§ Work to be completed
From the line with "Find the alloy" through the final line, transcribe the material below character for character; include no other lines.

### Data for processing ###

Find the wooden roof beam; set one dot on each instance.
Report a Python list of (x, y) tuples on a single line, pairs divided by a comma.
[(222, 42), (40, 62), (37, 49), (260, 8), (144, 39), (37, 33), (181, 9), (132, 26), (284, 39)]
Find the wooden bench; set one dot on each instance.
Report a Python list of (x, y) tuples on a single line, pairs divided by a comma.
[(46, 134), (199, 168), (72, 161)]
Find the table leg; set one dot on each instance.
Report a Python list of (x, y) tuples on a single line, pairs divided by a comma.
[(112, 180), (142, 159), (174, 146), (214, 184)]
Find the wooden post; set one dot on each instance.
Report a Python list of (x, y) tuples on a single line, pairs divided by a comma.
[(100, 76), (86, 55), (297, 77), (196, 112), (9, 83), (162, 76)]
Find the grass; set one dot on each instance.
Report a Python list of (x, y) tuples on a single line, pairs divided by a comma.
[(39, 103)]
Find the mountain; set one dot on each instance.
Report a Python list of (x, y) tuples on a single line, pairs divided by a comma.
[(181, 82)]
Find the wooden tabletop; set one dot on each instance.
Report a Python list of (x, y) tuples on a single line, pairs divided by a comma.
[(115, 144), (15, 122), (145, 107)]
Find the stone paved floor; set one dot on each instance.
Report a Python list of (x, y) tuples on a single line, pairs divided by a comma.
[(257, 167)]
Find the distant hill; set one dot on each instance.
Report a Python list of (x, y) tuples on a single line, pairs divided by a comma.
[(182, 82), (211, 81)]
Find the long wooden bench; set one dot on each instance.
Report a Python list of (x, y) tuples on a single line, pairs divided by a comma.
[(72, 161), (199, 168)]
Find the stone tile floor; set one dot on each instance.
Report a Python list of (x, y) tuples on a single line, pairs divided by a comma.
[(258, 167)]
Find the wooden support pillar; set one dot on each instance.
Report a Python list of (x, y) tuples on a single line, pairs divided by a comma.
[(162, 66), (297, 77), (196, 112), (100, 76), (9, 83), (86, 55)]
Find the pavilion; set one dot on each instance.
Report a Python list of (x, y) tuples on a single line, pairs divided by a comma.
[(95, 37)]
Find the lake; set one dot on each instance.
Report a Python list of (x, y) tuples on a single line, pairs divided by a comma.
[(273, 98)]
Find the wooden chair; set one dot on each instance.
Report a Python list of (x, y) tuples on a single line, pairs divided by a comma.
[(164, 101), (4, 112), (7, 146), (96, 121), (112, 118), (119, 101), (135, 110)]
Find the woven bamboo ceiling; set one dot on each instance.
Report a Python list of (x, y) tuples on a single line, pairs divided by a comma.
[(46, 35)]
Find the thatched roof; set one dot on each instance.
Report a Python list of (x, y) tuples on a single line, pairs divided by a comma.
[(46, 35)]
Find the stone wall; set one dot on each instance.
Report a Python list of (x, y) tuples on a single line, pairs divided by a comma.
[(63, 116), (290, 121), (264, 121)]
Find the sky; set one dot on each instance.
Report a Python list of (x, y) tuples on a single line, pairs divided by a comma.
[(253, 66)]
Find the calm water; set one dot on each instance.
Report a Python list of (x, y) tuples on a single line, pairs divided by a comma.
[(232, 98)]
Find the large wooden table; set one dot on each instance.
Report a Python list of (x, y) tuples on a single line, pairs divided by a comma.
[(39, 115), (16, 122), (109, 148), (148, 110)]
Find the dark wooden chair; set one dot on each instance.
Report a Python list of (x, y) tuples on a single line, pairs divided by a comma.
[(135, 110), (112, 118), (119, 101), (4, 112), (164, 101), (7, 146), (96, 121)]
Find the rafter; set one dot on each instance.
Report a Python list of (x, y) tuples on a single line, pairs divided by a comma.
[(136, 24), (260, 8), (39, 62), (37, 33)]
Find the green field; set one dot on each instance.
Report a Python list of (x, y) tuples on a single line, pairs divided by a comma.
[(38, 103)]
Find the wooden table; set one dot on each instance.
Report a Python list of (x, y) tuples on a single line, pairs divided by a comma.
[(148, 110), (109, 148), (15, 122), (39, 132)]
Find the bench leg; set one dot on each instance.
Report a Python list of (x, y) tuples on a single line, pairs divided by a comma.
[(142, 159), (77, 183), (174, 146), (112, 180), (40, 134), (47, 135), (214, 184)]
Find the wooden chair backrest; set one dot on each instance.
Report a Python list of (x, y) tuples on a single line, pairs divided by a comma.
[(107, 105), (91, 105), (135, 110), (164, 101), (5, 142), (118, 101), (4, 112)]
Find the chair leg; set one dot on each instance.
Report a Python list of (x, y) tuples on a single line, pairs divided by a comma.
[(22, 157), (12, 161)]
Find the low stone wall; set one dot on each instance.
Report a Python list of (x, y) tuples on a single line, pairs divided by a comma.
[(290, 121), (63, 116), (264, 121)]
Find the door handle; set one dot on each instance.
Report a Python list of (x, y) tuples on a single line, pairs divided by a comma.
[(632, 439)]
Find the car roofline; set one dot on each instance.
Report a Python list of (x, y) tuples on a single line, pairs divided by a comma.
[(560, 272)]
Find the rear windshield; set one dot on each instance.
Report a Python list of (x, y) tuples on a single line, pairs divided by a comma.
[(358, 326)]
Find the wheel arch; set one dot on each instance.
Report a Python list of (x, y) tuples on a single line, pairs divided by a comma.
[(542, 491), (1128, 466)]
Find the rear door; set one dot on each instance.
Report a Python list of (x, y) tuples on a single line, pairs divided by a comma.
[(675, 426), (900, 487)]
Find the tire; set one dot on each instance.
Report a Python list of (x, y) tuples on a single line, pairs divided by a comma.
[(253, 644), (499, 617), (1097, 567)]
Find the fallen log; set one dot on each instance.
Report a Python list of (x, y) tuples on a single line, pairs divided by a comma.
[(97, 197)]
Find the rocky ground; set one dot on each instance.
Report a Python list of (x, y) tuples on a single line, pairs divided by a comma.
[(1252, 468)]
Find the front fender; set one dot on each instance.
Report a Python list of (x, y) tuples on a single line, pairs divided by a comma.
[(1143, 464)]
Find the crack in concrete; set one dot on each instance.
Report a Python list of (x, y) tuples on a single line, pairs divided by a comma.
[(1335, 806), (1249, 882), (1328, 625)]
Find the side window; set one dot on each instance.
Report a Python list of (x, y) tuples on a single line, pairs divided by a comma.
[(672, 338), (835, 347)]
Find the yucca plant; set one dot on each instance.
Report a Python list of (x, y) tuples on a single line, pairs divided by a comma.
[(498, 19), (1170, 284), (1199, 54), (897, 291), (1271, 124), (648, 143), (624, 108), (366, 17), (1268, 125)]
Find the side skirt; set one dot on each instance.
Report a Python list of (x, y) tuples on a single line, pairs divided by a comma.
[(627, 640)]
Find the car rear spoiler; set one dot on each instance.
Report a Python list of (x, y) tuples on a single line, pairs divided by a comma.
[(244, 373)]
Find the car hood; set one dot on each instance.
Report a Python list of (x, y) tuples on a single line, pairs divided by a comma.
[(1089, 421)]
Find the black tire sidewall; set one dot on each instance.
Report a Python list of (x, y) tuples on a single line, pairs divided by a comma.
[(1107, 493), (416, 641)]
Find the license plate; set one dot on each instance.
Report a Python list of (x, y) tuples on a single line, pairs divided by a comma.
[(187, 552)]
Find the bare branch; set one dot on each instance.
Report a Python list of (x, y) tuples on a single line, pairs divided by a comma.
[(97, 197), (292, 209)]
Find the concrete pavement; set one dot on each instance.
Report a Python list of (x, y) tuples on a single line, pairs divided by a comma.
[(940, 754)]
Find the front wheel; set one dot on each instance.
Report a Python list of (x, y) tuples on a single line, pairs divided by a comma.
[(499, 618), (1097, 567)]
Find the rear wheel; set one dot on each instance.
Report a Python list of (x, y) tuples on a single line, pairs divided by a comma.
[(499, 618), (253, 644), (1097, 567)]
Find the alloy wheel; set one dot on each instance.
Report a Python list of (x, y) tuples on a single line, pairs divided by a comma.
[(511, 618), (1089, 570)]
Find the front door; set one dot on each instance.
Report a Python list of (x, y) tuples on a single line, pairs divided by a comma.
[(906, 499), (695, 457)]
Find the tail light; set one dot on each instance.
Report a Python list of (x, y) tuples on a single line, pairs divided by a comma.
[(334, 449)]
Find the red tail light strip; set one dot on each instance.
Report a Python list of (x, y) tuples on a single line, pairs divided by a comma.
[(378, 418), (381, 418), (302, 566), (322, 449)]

###

§ The output
Find the alloy wheel; set one dot on each instance.
Report a Python list of (x, y) tuples on a single line, pairs divided by a comma.
[(511, 618), (1089, 570)]
Find the front door; set one dot on each instance.
Report a Python list of (x, y) tuples on a single line, pairs divided by a comma.
[(906, 499), (695, 457)]
Find the tail light; set one dot on each instance.
Report a Python list of (x, y) tuples on a single line, pairs divided by a comma.
[(334, 449)]
Find the red tail light strip; set one dot on each instance.
Report a Python list of (x, y) tuples on a single line, pairs divided by a comma.
[(378, 418), (381, 418), (302, 566), (322, 449)]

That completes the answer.